▸ **WHAT IS REQUIRED**
Give again, word for word, every line in the entries below from the line with "the weathervane rod." up to and including the line with "the spire finial.", and no other line.

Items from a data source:
= = = = =
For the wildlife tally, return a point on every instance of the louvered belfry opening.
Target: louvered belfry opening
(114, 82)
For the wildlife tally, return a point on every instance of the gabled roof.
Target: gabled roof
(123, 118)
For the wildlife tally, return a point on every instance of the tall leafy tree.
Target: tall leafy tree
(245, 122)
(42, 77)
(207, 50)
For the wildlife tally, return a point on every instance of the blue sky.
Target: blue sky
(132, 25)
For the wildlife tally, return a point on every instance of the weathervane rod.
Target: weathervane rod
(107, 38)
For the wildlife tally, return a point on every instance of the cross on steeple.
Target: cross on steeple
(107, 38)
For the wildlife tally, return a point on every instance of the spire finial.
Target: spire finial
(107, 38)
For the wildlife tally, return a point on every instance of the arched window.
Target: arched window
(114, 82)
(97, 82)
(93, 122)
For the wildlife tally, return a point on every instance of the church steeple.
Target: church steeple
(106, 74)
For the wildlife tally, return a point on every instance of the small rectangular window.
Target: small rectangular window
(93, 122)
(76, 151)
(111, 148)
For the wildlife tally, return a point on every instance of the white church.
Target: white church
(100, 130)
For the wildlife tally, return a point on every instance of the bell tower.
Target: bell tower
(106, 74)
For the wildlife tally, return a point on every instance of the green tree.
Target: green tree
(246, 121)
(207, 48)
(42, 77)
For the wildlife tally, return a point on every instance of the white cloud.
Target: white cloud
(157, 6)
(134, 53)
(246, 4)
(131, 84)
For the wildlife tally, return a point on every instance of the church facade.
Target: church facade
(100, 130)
= = = = =
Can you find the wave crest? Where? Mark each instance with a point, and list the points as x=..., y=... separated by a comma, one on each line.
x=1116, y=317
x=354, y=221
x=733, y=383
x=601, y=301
= = = = =
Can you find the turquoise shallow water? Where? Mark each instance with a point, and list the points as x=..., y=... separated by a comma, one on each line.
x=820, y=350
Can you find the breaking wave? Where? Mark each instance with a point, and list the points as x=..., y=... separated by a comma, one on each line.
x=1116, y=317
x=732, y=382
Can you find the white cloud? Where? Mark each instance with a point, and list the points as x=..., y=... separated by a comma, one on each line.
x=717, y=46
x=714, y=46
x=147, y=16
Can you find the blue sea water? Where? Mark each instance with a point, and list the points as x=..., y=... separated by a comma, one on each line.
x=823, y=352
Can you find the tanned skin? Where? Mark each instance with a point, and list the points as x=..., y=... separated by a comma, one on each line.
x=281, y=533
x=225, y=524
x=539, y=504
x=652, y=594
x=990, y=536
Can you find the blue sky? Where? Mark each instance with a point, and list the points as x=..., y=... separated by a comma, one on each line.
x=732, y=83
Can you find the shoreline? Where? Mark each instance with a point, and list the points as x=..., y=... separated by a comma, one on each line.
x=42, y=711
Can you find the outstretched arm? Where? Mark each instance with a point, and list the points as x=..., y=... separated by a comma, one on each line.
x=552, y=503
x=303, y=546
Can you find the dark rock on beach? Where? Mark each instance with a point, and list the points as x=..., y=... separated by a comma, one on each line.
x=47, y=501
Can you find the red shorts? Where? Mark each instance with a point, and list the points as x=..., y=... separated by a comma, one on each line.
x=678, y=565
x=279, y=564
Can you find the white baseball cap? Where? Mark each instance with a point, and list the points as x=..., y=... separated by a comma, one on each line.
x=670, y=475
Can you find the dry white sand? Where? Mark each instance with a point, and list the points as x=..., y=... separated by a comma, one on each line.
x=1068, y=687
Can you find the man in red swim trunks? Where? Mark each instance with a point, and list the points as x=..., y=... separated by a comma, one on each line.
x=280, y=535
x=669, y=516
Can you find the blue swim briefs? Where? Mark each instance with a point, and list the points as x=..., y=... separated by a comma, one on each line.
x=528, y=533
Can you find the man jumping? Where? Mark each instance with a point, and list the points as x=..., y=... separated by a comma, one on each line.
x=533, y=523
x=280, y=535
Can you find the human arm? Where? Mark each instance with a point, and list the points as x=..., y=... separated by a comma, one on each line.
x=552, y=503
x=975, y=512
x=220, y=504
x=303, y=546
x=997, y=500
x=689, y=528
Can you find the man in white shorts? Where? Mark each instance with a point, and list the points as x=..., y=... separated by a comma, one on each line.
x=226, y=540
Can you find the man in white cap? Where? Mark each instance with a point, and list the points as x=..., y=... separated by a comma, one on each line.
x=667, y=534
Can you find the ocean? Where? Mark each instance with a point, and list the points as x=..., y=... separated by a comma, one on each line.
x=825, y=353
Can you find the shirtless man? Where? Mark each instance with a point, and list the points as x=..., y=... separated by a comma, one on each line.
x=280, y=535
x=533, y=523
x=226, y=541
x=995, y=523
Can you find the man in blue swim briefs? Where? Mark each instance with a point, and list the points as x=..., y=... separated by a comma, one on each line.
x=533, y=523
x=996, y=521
= = = = =
▸ **ANSWER TO THIS TASK**
For the wildlife tally, return a point on every instance of the weathervane rod.
Target: weathervane rod
(107, 38)
For the wildlife tally, return a point on every instance of the cross on steeple.
Target: cross on steeple
(107, 38)
For the wildlife tally, return a point on every instance of the spire finial.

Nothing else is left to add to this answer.